PROBLEM DETAILS: Rewrite each line of the records below as an item in a numbered list, omitting any blank lines.

─── DATA RECORDS ───

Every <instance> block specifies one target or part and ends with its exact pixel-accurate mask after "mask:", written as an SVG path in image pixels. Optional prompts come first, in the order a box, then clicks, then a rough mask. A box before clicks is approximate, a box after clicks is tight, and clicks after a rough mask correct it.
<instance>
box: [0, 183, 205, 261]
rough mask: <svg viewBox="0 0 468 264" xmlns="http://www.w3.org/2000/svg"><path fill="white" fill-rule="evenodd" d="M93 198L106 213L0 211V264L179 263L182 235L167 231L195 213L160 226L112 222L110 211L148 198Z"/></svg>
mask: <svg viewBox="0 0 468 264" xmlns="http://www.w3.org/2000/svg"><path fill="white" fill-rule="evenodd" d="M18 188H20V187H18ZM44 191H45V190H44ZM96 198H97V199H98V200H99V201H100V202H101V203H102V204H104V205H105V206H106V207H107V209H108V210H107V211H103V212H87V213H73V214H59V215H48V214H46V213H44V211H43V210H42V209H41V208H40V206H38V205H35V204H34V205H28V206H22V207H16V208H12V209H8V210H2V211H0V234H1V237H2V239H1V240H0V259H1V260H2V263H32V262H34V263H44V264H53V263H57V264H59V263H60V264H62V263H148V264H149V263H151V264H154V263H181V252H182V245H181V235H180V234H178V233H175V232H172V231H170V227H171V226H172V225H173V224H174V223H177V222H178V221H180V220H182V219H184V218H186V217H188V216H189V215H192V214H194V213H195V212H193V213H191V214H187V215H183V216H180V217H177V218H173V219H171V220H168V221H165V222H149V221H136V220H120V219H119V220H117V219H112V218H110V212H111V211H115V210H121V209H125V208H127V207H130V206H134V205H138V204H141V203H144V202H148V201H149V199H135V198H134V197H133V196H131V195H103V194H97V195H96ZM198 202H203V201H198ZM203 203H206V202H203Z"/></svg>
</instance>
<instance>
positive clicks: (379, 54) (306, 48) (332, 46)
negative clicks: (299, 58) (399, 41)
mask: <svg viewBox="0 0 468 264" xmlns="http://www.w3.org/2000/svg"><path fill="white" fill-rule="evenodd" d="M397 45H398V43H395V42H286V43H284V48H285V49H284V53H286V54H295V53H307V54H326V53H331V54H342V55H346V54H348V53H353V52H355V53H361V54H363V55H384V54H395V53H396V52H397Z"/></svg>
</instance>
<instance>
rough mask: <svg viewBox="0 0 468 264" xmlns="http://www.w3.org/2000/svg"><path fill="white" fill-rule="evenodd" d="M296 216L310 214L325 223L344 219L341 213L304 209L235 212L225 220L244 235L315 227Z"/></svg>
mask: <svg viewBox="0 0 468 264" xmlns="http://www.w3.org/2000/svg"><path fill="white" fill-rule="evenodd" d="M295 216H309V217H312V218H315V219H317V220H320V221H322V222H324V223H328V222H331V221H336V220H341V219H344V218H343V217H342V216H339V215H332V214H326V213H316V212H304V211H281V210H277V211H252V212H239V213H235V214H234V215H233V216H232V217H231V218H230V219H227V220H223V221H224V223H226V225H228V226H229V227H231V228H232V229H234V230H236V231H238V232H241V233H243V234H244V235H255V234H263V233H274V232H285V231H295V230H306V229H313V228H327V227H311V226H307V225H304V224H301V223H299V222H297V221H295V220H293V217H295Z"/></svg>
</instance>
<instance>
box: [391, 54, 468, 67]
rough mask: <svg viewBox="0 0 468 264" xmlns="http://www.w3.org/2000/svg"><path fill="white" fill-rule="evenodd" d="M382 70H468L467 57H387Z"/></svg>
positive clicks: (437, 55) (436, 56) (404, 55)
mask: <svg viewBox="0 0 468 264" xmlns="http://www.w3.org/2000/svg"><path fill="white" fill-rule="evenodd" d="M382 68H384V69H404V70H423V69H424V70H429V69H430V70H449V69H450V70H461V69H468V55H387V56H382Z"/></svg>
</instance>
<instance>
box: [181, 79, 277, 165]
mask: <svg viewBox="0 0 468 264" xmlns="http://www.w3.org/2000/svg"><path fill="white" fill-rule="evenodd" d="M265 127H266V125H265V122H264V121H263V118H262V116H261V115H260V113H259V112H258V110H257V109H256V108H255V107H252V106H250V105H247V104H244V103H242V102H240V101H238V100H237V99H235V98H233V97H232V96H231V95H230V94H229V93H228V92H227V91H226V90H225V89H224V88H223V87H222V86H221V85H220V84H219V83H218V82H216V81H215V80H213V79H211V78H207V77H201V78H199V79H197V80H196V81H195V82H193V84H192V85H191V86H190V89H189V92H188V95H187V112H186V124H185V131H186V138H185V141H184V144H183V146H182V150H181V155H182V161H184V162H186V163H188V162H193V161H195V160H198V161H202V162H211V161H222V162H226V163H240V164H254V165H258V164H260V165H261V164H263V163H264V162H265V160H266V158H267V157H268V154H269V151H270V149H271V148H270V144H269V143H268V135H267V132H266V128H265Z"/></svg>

───

TASK RESULT:
1. Every <instance> block specifies one target or part and ends with its exact pixel-accurate mask after "mask:", written as an SVG path in image pixels. Optional prompts come first, in the order a box, then clicks, then a rough mask. A box before clicks is approximate, a box after clicks is tight, and clicks after a rough mask correct it.
2. <instance>
3. box: [0, 183, 205, 261]
4. rough mask: <svg viewBox="0 0 468 264" xmlns="http://www.w3.org/2000/svg"><path fill="white" fill-rule="evenodd" d="M93 198L106 213L0 211V264L179 263L182 235L167 231L195 213L160 226L112 222L110 211L148 198Z"/></svg>
5. mask: <svg viewBox="0 0 468 264" xmlns="http://www.w3.org/2000/svg"><path fill="white" fill-rule="evenodd" d="M18 188H20V187H18ZM44 191H45V190H44ZM96 198H97V199H98V200H99V201H100V202H101V203H102V204H104V205H105V206H106V207H107V209H108V210H107V211H103V212H87V213H73V214H59V215H48V214H46V213H44V211H43V210H42V209H41V208H40V206H38V205H35V204H34V205H28V206H22V207H16V208H12V209H8V210H2V211H0V234H1V237H2V239H1V240H0V259H1V260H2V263H32V262H34V263H44V264H53V263H57V264H59V263H60V264H62V263H148V264H149V263H151V264H154V263H181V252H182V245H181V235H180V234H178V233H175V232H172V231H170V227H171V226H172V225H173V224H174V223H177V222H178V221H180V220H182V219H184V218H186V217H188V216H189V215H192V214H194V213H195V212H193V213H191V214H187V215H183V216H180V217H177V218H173V219H171V220H168V221H165V222H149V221H136V220H120V219H119V220H117V219H112V218H110V212H111V211H115V210H121V209H125V208H127V207H130V206H134V205H138V204H141V203H144V202H148V201H149V199H135V198H134V197H133V196H131V195H103V194H97V195H96ZM198 202H203V201H198ZM203 203H206V202H203Z"/></svg>
6. </instance>
7. <instance>
8. positive clicks: (379, 54) (306, 48) (332, 46)
9. negative clicks: (299, 58) (399, 41)
10. mask: <svg viewBox="0 0 468 264" xmlns="http://www.w3.org/2000/svg"><path fill="white" fill-rule="evenodd" d="M397 45H398V43H395V42H286V43H284V48H285V49H284V53H286V54H295V53H307V54H326V53H331V54H342V55H346V54H348V53H353V52H355V53H361V54H363V55H384V54H395V53H396V52H397Z"/></svg>
11. </instance>
12. <instance>
13. rough mask: <svg viewBox="0 0 468 264" xmlns="http://www.w3.org/2000/svg"><path fill="white" fill-rule="evenodd" d="M296 216L310 214L325 223L344 219L341 213L304 209L235 212L225 220L244 235L315 227Z"/></svg>
14. mask: <svg viewBox="0 0 468 264" xmlns="http://www.w3.org/2000/svg"><path fill="white" fill-rule="evenodd" d="M295 216H309V217H312V218H315V219H317V220H320V221H322V222H324V223H328V222H331V221H336V220H341V219H344V218H343V217H342V216H339V215H332V214H326V213H316V212H304V211H281V210H277V211H252V212H239V213H235V214H234V215H233V216H232V217H231V218H230V219H227V220H223V221H224V223H226V225H228V226H229V227H231V228H232V229H234V230H236V231H238V232H241V233H243V234H244V235H255V234H263V233H274V232H285V231H295V230H306V229H313V228H327V227H311V226H307V225H304V224H301V223H299V222H297V221H295V220H293V217H295Z"/></svg>
15. </instance>
16. <instance>
17. box: [391, 54, 468, 67]
18. rough mask: <svg viewBox="0 0 468 264" xmlns="http://www.w3.org/2000/svg"><path fill="white" fill-rule="evenodd" d="M382 70H468L467 57H387Z"/></svg>
19. positive clicks: (437, 55) (436, 56) (404, 55)
20. mask: <svg viewBox="0 0 468 264" xmlns="http://www.w3.org/2000/svg"><path fill="white" fill-rule="evenodd" d="M382 68H384V69H404V70H423V69H424V70H429V69H430V70H449V69H450V70H461V69H468V55H387V56H382Z"/></svg>
21. </instance>
22. <instance>
23. box: [181, 79, 277, 165]
24. mask: <svg viewBox="0 0 468 264" xmlns="http://www.w3.org/2000/svg"><path fill="white" fill-rule="evenodd" d="M265 127H266V125H265V122H264V121H263V118H262V116H261V115H260V113H259V112H258V110H257V109H256V108H255V107H252V106H250V105H247V104H244V103H242V102H240V101H238V100H237V99H235V98H233V97H232V96H231V95H230V94H229V93H228V92H227V91H226V90H225V89H224V88H223V87H222V86H221V85H220V84H219V83H218V82H216V81H215V80H213V79H211V78H207V77H201V78H199V79H197V80H196V81H195V82H193V84H192V85H191V86H190V89H189V92H188V95H187V112H186V124H185V131H186V138H185V141H184V144H183V146H182V150H181V155H182V161H184V162H186V163H188V162H193V161H195V160H198V161H202V162H211V161H222V162H226V163H240V164H254V165H258V164H260V165H261V164H263V163H264V162H265V160H266V158H267V157H268V154H269V151H270V149H271V148H270V144H269V143H268V135H267V132H266V128H265Z"/></svg>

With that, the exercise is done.